**Written request**
Edit the material below by replacing every occurrence of "placing one point per instance" with "marking each instance with a single point", leaving all other text unchanged.

###

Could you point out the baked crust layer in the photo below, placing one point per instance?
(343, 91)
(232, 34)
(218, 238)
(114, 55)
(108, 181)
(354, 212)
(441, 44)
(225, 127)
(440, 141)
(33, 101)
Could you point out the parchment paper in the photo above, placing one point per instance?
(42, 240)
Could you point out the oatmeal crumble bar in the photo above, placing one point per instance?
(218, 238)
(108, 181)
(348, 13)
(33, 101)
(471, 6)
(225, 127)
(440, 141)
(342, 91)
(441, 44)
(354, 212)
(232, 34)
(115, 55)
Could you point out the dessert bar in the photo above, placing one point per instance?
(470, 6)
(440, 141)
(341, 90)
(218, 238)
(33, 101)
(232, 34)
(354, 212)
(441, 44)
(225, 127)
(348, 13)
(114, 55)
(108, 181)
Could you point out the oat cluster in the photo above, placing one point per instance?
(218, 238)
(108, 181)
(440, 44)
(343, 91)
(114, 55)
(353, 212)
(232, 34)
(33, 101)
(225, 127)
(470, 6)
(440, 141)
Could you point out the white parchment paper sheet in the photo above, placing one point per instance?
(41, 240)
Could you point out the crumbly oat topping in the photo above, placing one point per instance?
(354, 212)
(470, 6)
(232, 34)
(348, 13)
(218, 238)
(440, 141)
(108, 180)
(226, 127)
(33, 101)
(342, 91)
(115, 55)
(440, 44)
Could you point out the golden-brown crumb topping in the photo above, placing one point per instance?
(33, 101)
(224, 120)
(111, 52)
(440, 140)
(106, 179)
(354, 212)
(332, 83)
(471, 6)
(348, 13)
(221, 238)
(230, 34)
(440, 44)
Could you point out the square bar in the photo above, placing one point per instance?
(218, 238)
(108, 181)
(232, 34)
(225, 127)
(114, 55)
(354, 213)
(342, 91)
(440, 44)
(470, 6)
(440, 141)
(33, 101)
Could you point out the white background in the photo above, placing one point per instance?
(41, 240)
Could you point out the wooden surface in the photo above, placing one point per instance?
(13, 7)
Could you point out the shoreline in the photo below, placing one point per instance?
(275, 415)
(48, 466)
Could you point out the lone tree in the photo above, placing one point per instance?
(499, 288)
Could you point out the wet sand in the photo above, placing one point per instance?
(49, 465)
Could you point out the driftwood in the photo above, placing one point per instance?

###

**Correct answer**
Could you point out the baked crust layer in the photo below, marking each instance with a single point?
(343, 91)
(232, 34)
(218, 238)
(114, 55)
(108, 181)
(354, 212)
(441, 44)
(225, 127)
(440, 141)
(33, 101)
Could you point out the parchment paper in the photo above, marking each instance with a single point?
(42, 240)
Could you point out the oatmeal crumble bar in the photo above, marking each instance with a single point?
(218, 238)
(108, 181)
(348, 13)
(33, 101)
(471, 6)
(225, 127)
(440, 141)
(342, 91)
(441, 44)
(354, 212)
(232, 34)
(115, 55)
Could you point out the dessert bar in the photo above, marking each instance with a single point?
(470, 6)
(440, 141)
(341, 90)
(218, 238)
(33, 101)
(232, 34)
(354, 212)
(441, 44)
(225, 127)
(348, 13)
(114, 55)
(108, 181)
Could you point out the oat cluster in the photo above, marking each instance with a single point?
(218, 238)
(108, 181)
(440, 44)
(343, 91)
(114, 55)
(353, 212)
(232, 34)
(33, 101)
(225, 127)
(470, 6)
(440, 141)
Could you point out the white parchment paper sheet in the photo above, marking each instance with a single point?
(41, 240)
Could you point out the crumbly oat topping in the photo above, marking each instance with a single point?
(354, 212)
(470, 6)
(232, 34)
(348, 13)
(218, 238)
(440, 141)
(108, 180)
(226, 127)
(33, 101)
(342, 91)
(115, 55)
(440, 44)
Could you point out the golden-brown crumb topping in the photo above, marking each instance with a single point?
(33, 101)
(224, 120)
(111, 52)
(440, 140)
(106, 179)
(354, 212)
(332, 83)
(471, 6)
(348, 13)
(221, 238)
(230, 34)
(440, 44)
Could you point out the square bar in the photo above, marking each instance with a single point?
(218, 238)
(108, 181)
(232, 34)
(225, 127)
(114, 55)
(354, 213)
(342, 91)
(440, 44)
(470, 6)
(440, 141)
(33, 101)
Could you point out the white background in the photo above, marking each instance with a single point?
(41, 240)
Could you point out the wooden surface in the photo above, marking each instance with a single point?
(13, 7)
Could you point out the shoreline in the photo below, marking each instance with a single point?
(275, 415)
(48, 466)
Could you point out the lone tree in the photo above, marking each instance with a single point?
(499, 288)
Could you point out the wet sand in the photo above, marking each instance with a single point?
(49, 465)
Could you point out the driftwood in the photo above, marking each instance with a single point?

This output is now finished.